Reproduce all of the following material verbatim, line by line, but omit any picture from your output.

### DATA TO USE

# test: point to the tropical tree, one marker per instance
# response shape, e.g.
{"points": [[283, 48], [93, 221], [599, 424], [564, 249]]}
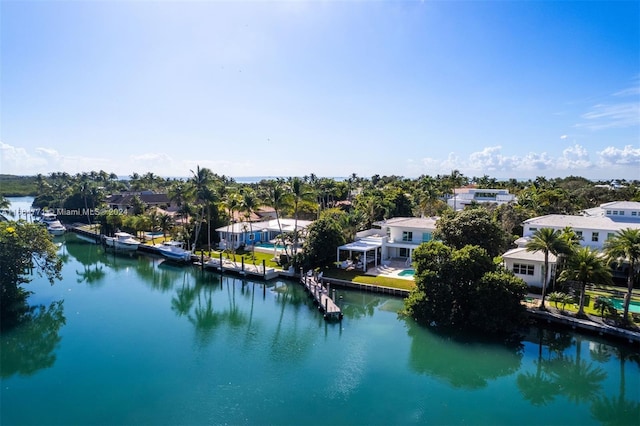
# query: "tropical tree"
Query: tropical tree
{"points": [[299, 193], [276, 197], [586, 265], [547, 240], [625, 246], [201, 180], [231, 204], [471, 227], [248, 204], [462, 289], [165, 222]]}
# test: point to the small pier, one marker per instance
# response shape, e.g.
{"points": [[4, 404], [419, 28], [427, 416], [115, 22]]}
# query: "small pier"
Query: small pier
{"points": [[241, 268], [321, 296]]}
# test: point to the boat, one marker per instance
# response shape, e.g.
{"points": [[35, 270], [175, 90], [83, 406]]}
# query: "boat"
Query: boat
{"points": [[174, 250], [56, 228], [122, 241], [47, 218]]}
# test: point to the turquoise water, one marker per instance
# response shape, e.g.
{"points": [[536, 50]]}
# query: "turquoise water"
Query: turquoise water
{"points": [[619, 305], [128, 339], [407, 273]]}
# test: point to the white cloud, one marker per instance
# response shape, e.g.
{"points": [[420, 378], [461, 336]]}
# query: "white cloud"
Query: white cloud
{"points": [[18, 161], [574, 157], [628, 156], [490, 160]]}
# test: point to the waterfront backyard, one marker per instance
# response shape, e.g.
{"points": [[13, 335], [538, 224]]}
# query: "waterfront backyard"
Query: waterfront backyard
{"points": [[130, 339]]}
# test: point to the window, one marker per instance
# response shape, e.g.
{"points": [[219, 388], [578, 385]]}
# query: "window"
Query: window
{"points": [[522, 269]]}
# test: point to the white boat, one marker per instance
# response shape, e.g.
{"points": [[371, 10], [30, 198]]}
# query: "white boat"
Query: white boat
{"points": [[56, 228], [47, 218], [122, 241], [174, 250]]}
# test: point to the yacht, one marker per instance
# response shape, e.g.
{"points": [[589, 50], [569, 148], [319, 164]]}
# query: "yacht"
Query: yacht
{"points": [[122, 241], [55, 227], [174, 250]]}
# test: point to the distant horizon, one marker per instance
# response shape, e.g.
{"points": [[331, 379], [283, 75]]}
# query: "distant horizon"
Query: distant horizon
{"points": [[258, 178], [404, 88]]}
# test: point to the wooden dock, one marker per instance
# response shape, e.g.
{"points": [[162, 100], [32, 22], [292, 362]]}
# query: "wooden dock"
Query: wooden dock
{"points": [[321, 296], [241, 268]]}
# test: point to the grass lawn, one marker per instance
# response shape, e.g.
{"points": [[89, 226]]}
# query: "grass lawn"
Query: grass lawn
{"points": [[359, 277], [588, 308], [258, 257]]}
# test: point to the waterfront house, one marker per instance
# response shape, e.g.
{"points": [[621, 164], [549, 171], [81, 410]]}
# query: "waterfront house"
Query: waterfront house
{"points": [[394, 238], [240, 234], [594, 226], [466, 196]]}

######

THE COMPLETED TASK —
# test: point to the tropical tree, one marker per instance
# response shape, e.g.
{"points": [[283, 48], [93, 221], [599, 424], [564, 249]]}
# query: "tropical tree"
Query: tropical tree
{"points": [[299, 193], [276, 197], [586, 265], [547, 240], [625, 246], [201, 180], [231, 204], [471, 227], [248, 204], [462, 289], [165, 222]]}
# test: point to the small pier, one marker per instance
# response shape, e.g.
{"points": [[4, 404], [419, 28], [427, 416], [115, 22]]}
# query: "small pier"
Query: small pier
{"points": [[241, 268], [321, 296]]}
# test: point to the boat, one marker per instance
# response shape, e.g.
{"points": [[35, 270], [175, 90], [83, 406]]}
# query: "boat"
Query: boat
{"points": [[174, 250], [56, 228], [122, 241], [47, 218]]}
# test: point to the turquoise water, one marker per instance
# response shape, e.g.
{"points": [[536, 50]]}
# query: "turquoise water"
Query: turquoise water
{"points": [[619, 305], [128, 339], [407, 273]]}
# test: point to the white cloud, one marker per instance
# response shape, e.g.
{"points": [[420, 378], [461, 336]]}
# query: "white cloud"
Query: white cloud
{"points": [[18, 161], [574, 157], [628, 156], [490, 160]]}
# test: point to the waterfront backyard, one marker per instance
# response shape, e.g.
{"points": [[13, 335], [538, 224]]}
# query: "waterfront backyard"
Query: waterfront backyard
{"points": [[130, 339]]}
# test: point to the window, one marker per instance
# response shape, e.g.
{"points": [[219, 388], [578, 385]]}
# query: "window"
Query: window
{"points": [[522, 269]]}
# test: point to the white boat, one marker per instance
# response shape, e.g.
{"points": [[371, 10], [30, 198]]}
# query: "white boat"
Query: white boat
{"points": [[56, 228], [47, 218], [122, 241], [174, 250]]}
# test: point to the yacht, one marker per instance
# response shape, e.g.
{"points": [[589, 50], [569, 148], [319, 164]]}
# query: "yacht"
Query: yacht
{"points": [[122, 241], [55, 227], [174, 250]]}
# test: point to the distant horizon, one marker per instance
# response shape, e.g.
{"points": [[331, 379], [283, 75]]}
# query: "distant horizon"
Query: distant horizon
{"points": [[258, 178], [404, 88]]}
# test: point to the wooden dock, one marker per instance
# response shape, e.g.
{"points": [[162, 100], [32, 22], [292, 362]]}
# query: "wooden dock"
Query: wooden dock
{"points": [[321, 296], [241, 268]]}
# test: point to the grass lawn, one marker per instance
# response shape, e.g.
{"points": [[89, 226]]}
# query: "grass lawn"
Query: grass lawn
{"points": [[359, 277], [588, 308], [258, 257]]}
# test: point to the waterfront house, one marker per instance
# response shape, e.g.
{"points": [[621, 164], [549, 171], [81, 410]]}
# query: "waterfront house"
Query: waterfront house
{"points": [[394, 238], [240, 234], [594, 226], [466, 196]]}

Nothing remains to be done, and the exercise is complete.